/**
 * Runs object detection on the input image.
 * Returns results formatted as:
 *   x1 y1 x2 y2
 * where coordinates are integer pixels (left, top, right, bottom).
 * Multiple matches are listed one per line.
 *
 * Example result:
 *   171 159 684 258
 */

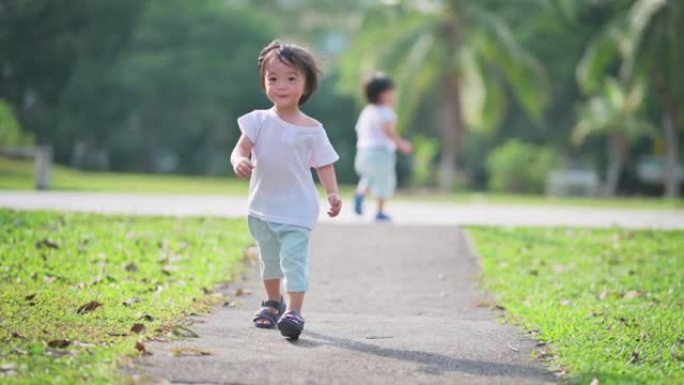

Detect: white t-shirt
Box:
356 104 397 151
237 108 339 229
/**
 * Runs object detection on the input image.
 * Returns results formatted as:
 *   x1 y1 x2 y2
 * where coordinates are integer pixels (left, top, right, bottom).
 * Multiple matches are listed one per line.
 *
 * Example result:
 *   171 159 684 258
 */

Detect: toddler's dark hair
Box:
363 72 394 104
258 40 320 106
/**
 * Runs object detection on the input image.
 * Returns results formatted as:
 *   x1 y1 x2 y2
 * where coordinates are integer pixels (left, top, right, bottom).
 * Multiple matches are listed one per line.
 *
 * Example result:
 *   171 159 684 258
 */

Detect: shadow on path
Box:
302 331 555 381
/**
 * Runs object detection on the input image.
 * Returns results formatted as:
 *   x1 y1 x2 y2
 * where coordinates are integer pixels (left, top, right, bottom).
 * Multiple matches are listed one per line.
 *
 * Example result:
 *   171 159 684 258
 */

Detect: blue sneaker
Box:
354 193 363 215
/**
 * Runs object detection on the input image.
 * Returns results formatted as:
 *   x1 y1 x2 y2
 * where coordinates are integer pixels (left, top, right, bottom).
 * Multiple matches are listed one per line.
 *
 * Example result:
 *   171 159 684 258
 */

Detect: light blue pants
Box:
354 147 397 199
247 216 311 293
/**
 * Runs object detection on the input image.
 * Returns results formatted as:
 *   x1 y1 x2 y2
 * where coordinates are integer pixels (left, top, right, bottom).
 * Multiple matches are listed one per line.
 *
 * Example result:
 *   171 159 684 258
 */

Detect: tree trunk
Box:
653 71 679 199
603 133 628 197
438 78 463 191
663 106 679 199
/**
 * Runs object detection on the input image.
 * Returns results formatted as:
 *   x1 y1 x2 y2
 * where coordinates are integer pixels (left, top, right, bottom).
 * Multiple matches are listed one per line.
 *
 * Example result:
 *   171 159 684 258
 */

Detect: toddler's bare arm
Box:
230 135 254 178
316 164 342 217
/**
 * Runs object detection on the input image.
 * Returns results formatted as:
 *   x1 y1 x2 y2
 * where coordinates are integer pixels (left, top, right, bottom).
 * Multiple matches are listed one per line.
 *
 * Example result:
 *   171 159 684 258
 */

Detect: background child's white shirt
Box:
237 108 339 229
356 104 397 150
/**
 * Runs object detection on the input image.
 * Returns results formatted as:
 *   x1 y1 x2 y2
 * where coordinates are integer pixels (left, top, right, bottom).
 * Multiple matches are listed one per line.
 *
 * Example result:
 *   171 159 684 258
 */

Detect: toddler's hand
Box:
328 193 342 218
397 140 413 155
233 157 254 178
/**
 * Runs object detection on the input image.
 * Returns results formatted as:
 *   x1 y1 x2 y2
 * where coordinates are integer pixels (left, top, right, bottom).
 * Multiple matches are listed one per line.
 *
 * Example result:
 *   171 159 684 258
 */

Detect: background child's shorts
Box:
247 216 311 293
354 147 397 198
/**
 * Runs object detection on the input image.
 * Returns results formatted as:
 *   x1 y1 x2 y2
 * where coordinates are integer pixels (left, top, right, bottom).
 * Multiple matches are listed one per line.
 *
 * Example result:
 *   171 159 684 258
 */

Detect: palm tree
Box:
572 78 655 196
577 0 684 198
340 0 548 190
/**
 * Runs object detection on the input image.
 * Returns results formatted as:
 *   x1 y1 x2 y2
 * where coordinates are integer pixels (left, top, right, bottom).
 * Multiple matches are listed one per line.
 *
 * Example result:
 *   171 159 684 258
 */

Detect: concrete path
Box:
128 225 555 385
0 191 684 229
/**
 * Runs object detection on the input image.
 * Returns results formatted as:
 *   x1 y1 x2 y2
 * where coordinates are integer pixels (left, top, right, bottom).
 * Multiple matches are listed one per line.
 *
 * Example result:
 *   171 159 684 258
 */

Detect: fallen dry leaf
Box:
506 342 520 353
36 239 59 250
629 350 639 364
76 301 102 314
235 288 252 297
123 297 140 306
622 290 643 299
138 313 154 322
131 324 146 334
173 325 199 338
123 374 171 385
48 340 71 349
171 346 211 357
0 362 17 377
135 342 152 356
124 262 138 273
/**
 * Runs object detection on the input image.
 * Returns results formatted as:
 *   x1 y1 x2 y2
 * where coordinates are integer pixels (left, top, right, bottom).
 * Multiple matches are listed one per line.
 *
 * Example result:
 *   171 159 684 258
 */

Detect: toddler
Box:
354 73 411 221
230 41 342 339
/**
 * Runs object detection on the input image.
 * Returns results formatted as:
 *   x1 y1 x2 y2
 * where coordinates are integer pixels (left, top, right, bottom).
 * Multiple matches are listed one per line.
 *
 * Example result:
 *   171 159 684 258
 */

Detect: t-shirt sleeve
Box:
378 107 397 123
238 111 262 143
309 130 340 168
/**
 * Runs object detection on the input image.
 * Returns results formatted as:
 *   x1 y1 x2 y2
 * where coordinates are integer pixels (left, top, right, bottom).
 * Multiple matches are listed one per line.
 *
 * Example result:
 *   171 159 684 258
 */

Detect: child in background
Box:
230 41 342 339
354 73 411 221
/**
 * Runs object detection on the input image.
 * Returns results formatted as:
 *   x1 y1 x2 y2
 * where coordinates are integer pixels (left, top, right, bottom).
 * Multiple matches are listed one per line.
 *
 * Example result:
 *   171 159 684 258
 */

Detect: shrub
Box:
487 139 556 193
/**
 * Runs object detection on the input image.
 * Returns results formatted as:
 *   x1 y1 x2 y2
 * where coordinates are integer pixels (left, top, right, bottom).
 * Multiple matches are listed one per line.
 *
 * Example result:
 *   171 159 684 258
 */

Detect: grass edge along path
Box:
0 157 684 210
0 209 250 385
468 227 684 385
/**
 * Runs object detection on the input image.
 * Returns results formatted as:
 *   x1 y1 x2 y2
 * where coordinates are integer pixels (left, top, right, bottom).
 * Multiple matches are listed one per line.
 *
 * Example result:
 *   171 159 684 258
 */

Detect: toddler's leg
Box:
280 226 310 312
248 217 283 325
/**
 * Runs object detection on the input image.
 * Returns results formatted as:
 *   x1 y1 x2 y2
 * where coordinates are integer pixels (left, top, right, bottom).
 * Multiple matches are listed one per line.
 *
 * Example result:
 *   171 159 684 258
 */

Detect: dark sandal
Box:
278 310 304 340
252 297 285 329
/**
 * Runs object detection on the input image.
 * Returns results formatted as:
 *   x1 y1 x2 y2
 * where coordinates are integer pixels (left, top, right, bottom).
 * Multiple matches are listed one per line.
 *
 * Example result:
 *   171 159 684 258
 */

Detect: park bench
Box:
546 169 600 196
0 146 52 190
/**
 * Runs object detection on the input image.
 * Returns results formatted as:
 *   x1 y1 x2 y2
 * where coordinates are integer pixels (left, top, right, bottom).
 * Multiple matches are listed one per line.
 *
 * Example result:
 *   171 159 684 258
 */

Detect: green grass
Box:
0 157 248 195
469 228 684 385
0 157 684 210
398 192 684 210
0 210 249 385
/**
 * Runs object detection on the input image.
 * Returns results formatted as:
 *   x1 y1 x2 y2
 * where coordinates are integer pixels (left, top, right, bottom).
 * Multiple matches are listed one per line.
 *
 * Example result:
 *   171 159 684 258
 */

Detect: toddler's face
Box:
379 89 396 107
264 58 306 108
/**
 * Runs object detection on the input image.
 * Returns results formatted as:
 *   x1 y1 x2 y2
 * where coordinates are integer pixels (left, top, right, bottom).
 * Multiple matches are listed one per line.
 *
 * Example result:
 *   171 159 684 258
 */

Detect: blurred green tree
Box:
577 0 684 198
340 0 548 190
0 0 146 161
573 78 655 197
0 99 33 147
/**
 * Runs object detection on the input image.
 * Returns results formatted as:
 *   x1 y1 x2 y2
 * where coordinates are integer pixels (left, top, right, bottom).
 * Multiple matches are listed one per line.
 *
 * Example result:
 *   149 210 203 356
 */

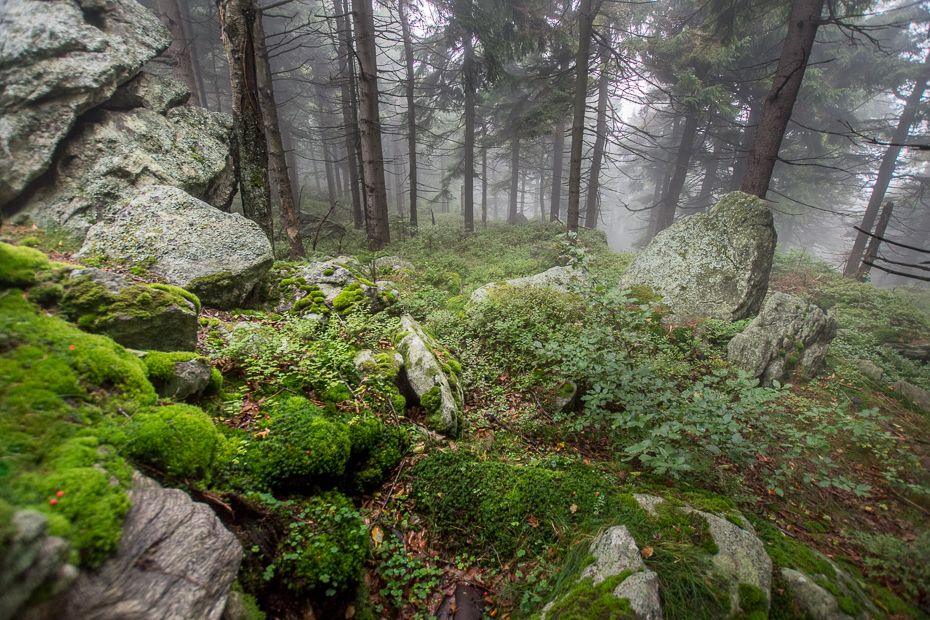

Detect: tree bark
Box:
740 0 824 198
158 0 201 107
549 118 565 222
652 112 698 237
584 44 610 228
507 134 520 226
462 39 475 233
565 0 600 233
252 5 307 260
843 73 930 279
399 0 417 234
217 0 274 248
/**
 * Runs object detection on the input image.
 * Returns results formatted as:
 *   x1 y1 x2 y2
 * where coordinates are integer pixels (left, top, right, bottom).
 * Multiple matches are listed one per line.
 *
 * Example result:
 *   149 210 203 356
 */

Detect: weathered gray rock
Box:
633 494 772 613
397 314 464 437
892 380 930 411
619 192 777 324
78 186 274 308
468 267 583 305
58 269 198 351
581 525 662 620
727 293 836 386
13 107 236 236
0 510 78 618
100 71 191 116
150 357 213 400
852 360 885 381
0 0 171 206
25 472 242 620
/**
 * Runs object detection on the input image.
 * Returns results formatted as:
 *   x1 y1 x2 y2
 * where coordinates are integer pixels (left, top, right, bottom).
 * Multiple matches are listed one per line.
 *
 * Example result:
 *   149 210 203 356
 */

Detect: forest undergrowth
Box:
4 223 930 619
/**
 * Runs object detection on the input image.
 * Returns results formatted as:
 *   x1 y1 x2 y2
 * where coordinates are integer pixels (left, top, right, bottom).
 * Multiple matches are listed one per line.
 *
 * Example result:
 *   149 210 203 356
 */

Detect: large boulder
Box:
0 0 171 206
619 192 777 324
14 103 236 236
727 293 836 386
468 267 582 304
397 314 464 437
59 269 200 351
78 186 274 308
23 472 242 620
542 525 662 620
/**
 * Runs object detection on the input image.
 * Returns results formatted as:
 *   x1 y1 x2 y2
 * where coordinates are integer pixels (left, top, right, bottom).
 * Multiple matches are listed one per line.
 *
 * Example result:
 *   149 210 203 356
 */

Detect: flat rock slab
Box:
78 185 274 308
29 472 242 620
619 192 778 324
0 0 171 206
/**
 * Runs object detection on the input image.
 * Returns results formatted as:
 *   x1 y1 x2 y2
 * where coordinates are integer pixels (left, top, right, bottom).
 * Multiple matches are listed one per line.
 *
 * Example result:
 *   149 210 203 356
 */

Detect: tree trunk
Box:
507 134 520 226
462 38 475 233
843 73 930 278
584 45 610 228
158 0 201 107
549 118 565 222
481 146 488 228
399 0 417 234
652 112 698 237
740 0 824 198
352 0 391 251
252 5 307 260
217 0 274 248
856 202 894 282
565 0 597 233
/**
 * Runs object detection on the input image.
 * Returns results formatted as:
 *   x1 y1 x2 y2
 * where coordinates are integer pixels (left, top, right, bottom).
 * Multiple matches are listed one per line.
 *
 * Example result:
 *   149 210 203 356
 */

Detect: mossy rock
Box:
59 269 198 351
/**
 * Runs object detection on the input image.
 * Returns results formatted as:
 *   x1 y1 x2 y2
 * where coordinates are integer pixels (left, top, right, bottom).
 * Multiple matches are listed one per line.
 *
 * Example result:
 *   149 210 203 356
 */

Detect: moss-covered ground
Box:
0 218 930 620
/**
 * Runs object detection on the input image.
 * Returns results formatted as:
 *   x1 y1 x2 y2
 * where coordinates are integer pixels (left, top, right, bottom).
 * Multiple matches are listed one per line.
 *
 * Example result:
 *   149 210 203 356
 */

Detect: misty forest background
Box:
143 0 930 286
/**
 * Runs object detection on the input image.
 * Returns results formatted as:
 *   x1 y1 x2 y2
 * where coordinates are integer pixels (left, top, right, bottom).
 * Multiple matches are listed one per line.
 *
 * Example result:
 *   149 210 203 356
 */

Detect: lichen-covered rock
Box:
78 186 274 308
468 267 583 304
633 494 772 613
0 510 78 618
59 269 198 351
29 472 242 620
397 314 464 437
619 192 777 324
100 71 191 116
13 107 236 236
727 293 836 386
581 525 662 620
0 0 171 206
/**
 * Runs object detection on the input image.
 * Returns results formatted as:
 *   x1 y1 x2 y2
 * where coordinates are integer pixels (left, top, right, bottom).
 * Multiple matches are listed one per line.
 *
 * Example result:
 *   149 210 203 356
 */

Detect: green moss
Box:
738 583 769 616
126 404 224 479
547 570 638 620
0 243 51 288
148 284 201 314
142 351 207 381
836 596 862 616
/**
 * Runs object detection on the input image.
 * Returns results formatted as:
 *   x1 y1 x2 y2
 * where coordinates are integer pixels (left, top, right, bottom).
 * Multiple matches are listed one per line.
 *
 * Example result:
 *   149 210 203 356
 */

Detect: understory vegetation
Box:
0 222 930 620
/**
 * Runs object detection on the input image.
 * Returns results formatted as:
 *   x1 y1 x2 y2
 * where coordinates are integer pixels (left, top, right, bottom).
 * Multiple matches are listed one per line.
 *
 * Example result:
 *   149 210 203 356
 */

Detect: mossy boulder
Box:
727 293 836 386
78 185 274 309
59 269 198 351
397 315 464 437
619 192 778 324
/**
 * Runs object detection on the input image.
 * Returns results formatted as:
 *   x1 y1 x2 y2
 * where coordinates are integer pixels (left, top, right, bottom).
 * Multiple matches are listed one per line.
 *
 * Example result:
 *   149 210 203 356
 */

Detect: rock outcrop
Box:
78 186 274 308
59 269 199 351
0 0 171 207
397 315 464 437
727 293 836 386
619 192 777 324
468 267 582 304
14 98 236 236
24 472 242 620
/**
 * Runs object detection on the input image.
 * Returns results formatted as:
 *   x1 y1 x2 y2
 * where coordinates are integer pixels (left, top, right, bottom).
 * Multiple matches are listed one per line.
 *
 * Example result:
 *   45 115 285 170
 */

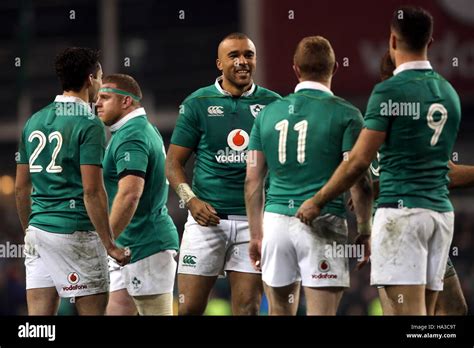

==================================================

WORK TO DO: Locate every line in the entries above that contains the word "blue", and copy each of those lines.

EXERCISE SOLUTION:
Detect: blue sneaker
Detect: light blue pants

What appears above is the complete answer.